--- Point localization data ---

****************************************

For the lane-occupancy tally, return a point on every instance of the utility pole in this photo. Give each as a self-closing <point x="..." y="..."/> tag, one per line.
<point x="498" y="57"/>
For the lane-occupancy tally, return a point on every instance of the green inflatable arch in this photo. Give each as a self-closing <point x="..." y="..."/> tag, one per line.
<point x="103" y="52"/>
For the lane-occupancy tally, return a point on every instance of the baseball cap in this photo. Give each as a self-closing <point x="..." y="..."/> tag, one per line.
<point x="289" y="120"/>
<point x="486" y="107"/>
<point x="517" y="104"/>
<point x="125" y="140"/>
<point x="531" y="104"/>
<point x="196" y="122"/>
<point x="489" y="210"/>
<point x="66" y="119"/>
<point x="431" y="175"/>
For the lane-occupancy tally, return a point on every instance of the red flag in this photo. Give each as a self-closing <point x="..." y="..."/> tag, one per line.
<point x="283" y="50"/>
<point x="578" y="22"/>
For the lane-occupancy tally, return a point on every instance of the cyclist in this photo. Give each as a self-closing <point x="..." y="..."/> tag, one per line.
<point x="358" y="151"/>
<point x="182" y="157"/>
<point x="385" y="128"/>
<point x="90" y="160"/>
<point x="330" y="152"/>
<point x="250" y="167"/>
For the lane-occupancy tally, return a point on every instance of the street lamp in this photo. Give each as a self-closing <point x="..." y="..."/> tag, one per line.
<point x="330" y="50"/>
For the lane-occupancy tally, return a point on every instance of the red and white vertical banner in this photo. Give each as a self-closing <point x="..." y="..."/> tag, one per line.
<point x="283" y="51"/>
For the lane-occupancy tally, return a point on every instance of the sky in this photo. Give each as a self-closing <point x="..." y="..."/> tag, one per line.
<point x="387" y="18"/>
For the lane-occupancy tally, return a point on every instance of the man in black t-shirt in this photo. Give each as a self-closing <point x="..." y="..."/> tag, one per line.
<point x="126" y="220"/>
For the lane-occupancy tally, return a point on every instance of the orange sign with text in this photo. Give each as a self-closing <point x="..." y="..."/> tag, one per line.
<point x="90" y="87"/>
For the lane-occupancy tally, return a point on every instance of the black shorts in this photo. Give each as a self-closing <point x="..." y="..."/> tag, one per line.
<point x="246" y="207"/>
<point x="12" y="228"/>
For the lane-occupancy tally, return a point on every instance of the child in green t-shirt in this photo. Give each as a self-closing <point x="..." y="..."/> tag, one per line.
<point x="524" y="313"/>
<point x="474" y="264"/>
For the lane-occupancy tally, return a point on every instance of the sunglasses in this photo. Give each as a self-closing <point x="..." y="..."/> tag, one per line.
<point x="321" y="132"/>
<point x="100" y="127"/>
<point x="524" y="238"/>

****************************************

Each record above is to be returned verbatim.

For the lane-occupancy tally, return a point on every instance of the utility pole in this photo. Give each as a self-closing <point x="..." y="..."/> tag, one per line.
<point x="498" y="57"/>
For the lane-occupancy tally, return a point on every instance of the green inflatable arch in this photo. Give each as a self-closing <point x="..." y="..."/> tag, one per line.
<point x="103" y="52"/>
For the lane-occupancy tally, return a point on every instance of the baseball cap in this photo. Give each as a self-closing <point x="..." y="..."/> tag, one per line.
<point x="289" y="120"/>
<point x="486" y="107"/>
<point x="517" y="104"/>
<point x="125" y="140"/>
<point x="531" y="104"/>
<point x="196" y="122"/>
<point x="489" y="210"/>
<point x="66" y="119"/>
<point x="431" y="175"/>
For the lane-occupancy tally, return a point on every instance of the red flag in this photo. Give each as a self-closing <point x="..." y="..."/> tag, one per line.
<point x="283" y="50"/>
<point x="578" y="22"/>
For the lane-occupancy tally, return a point on every instance of the cyclist in this photo. Give each as a self-closing <point x="..." y="..."/> tag, one per line.
<point x="358" y="151"/>
<point x="182" y="157"/>
<point x="385" y="128"/>
<point x="90" y="160"/>
<point x="330" y="152"/>
<point x="250" y="167"/>
For the lane-occupancy tally, return a point on every instance of the street lamp in this photo. Give each as a self-closing <point x="..." y="..."/> tag, one per line.
<point x="330" y="50"/>
For the lane-occupancy tally, return a point on every instance of the red and white vertical banner in this photo. Give each as a self-closing <point x="..." y="..."/> tag, one per line.
<point x="283" y="51"/>
For the lane-occupancy tally, return a point on every instance of the sky in this photo. Give each as a self-closing <point x="..." y="..."/> tag, one per line.
<point x="387" y="18"/>
For the lane-occupancy tally, return a point on every instance of the man in black t-shirt in this photo. Give each as a self-closing <point x="..." y="..."/> tag, one per line.
<point x="126" y="220"/>
For the lane-occupancy tally, return a point on every instance of the orange sign with text in this photo. Give each as a self-closing <point x="..." y="..."/> tag, one per line.
<point x="90" y="87"/>
For the lane-occupancy tally, return a point on every instance of the black shorts in this photo. Give each as a self-closing <point x="..." y="..."/> tag, one per line.
<point x="246" y="207"/>
<point x="12" y="228"/>
For the lane-occupancy tally, return a point on every instance of the child in green t-shirt in this photo. Give each as a self-closing <point x="..." y="..."/> tag, one per line.
<point x="524" y="313"/>
<point x="474" y="264"/>
For the lane-occupancy tally, return a point on every instance of the sunglasses in this photo. Give each as a self-closing <point x="..." y="..."/> tag, one per line.
<point x="321" y="132"/>
<point x="100" y="127"/>
<point x="524" y="238"/>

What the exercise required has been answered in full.